= Given data =
## Begin

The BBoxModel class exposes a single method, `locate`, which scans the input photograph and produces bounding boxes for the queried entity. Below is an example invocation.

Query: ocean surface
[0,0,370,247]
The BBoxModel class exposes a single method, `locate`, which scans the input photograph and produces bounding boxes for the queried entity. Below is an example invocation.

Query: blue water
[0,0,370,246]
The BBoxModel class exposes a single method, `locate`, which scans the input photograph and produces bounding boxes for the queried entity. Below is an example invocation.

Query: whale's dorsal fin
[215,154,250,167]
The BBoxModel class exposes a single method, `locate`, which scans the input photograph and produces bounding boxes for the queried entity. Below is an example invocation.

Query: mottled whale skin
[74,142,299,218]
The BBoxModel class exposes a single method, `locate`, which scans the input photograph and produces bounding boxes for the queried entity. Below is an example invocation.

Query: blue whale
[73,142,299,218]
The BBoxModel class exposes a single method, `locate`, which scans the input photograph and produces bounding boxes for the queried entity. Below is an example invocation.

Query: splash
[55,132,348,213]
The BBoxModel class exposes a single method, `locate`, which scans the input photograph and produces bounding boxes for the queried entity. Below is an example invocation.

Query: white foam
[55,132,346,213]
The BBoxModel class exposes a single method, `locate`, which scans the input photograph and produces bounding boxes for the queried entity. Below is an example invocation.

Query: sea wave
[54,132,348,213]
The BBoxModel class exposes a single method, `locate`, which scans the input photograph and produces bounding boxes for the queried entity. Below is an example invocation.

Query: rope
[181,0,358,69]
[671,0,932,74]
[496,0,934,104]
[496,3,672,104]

## End
## Begin

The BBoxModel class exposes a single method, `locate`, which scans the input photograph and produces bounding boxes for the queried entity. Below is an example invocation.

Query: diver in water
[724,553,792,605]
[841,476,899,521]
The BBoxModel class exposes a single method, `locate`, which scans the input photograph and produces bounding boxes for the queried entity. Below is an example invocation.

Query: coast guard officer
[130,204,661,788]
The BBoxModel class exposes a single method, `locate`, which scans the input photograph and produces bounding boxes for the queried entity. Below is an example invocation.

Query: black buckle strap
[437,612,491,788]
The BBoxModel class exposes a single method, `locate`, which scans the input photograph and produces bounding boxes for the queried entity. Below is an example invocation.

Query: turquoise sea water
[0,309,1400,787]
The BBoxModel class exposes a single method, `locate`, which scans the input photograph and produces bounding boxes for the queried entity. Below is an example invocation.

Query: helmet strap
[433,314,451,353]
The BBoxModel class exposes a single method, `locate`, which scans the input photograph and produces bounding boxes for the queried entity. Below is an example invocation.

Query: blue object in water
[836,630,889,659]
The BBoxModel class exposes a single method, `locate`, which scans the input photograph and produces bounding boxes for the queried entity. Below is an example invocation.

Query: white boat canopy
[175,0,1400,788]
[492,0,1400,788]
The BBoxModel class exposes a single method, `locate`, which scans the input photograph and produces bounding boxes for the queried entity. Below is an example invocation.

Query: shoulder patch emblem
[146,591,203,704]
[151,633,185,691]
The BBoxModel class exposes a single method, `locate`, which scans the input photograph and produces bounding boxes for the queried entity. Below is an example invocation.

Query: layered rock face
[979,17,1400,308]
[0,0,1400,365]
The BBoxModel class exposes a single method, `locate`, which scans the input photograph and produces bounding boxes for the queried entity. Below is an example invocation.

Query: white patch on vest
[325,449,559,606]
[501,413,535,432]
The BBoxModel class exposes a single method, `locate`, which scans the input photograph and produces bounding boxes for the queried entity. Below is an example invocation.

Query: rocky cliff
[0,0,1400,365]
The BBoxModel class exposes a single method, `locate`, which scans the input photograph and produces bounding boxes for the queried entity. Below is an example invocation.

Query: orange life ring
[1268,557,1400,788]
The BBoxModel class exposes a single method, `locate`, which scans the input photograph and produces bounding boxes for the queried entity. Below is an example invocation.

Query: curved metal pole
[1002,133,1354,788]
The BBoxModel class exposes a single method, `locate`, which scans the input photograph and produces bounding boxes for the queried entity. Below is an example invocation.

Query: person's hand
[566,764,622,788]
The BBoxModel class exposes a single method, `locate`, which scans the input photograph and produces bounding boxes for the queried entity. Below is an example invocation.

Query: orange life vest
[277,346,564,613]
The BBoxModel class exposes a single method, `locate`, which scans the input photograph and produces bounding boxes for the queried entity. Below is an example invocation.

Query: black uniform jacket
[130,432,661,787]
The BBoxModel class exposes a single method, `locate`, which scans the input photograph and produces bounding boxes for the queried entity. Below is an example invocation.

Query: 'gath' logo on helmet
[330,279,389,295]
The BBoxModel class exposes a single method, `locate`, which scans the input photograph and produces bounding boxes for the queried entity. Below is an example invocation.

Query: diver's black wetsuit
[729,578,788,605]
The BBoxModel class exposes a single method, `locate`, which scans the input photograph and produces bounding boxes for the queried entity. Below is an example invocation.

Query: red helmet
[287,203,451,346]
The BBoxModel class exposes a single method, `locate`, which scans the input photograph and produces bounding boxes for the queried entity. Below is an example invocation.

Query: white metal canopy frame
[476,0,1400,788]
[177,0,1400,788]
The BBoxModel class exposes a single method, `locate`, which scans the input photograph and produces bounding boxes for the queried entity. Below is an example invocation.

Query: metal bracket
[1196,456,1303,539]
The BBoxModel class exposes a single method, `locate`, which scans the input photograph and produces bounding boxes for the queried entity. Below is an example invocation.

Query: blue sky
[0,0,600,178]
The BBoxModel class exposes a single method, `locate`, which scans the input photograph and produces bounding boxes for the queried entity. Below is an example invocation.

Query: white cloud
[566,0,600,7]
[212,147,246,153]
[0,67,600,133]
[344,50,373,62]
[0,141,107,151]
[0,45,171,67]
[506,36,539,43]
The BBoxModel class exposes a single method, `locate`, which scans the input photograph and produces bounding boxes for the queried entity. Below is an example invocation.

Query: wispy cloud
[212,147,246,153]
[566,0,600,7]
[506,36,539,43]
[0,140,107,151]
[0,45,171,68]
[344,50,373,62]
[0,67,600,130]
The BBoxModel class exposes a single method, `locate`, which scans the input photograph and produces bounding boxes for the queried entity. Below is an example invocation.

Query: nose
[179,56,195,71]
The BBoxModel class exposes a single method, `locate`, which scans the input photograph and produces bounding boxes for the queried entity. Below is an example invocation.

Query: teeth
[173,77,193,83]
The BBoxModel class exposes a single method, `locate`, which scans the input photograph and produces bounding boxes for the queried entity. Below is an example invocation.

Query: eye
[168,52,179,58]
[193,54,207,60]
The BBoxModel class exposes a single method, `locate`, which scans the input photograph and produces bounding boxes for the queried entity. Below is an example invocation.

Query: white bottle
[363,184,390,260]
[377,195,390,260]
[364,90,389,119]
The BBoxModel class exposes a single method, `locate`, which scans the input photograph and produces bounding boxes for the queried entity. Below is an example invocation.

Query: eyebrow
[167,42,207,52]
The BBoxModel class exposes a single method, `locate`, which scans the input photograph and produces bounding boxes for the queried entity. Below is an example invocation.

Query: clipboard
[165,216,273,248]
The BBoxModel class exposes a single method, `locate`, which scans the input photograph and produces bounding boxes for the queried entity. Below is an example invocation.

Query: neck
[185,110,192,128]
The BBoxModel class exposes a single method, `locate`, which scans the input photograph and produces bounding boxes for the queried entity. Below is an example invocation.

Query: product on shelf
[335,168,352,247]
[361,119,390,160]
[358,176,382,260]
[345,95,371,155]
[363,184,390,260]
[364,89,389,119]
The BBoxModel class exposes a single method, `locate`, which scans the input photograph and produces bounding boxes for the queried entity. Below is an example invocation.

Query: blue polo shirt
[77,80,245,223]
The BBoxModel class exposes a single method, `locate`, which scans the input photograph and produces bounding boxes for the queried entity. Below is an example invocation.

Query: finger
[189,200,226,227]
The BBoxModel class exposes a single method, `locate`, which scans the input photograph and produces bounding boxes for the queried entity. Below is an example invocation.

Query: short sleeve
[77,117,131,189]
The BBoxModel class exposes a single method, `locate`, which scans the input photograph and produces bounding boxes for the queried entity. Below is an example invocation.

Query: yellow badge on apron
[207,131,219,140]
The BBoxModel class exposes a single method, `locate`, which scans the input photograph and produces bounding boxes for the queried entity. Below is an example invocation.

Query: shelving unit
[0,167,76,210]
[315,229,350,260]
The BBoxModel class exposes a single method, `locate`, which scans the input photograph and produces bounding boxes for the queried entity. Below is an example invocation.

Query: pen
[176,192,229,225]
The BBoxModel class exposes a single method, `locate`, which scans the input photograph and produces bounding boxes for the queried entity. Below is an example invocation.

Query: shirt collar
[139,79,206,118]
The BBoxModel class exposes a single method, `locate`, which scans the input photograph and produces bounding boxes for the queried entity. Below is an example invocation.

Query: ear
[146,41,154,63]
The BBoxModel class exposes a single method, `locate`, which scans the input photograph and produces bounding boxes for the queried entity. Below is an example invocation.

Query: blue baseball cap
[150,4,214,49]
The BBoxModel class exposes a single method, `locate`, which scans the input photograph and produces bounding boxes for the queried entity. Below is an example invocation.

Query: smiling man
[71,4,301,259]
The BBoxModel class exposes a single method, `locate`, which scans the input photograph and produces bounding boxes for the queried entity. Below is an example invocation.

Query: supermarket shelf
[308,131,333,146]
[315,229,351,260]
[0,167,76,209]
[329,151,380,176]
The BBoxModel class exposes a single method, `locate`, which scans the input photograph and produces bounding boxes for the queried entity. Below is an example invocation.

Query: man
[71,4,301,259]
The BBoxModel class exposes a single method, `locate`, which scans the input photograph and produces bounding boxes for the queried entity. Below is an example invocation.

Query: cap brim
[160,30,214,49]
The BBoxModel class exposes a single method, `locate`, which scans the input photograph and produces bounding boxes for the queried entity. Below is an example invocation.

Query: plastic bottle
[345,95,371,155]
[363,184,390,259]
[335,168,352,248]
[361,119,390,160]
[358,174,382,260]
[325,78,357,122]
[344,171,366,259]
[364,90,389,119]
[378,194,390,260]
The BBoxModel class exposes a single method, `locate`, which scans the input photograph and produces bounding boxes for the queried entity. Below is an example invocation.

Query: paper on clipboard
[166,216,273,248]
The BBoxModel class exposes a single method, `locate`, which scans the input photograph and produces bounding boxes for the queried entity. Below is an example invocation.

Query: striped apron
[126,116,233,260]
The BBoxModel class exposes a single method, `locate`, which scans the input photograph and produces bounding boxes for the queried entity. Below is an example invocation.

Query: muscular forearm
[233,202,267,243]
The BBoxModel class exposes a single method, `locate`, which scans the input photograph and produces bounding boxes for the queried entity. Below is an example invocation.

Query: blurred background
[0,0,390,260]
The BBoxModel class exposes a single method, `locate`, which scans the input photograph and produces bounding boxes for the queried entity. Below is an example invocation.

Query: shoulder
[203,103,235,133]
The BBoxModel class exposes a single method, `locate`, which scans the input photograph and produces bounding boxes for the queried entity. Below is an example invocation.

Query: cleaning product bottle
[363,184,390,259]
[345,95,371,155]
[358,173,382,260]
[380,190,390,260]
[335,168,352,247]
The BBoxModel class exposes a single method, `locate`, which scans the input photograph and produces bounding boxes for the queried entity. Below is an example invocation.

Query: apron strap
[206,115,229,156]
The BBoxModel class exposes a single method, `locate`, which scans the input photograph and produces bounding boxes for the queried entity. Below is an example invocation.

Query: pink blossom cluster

## End

= Task requirements =
Count the lines in the items above that contain the string "cloud", treating uppercase and lowercase as different, and reply with the number alone.

= Written answer =
2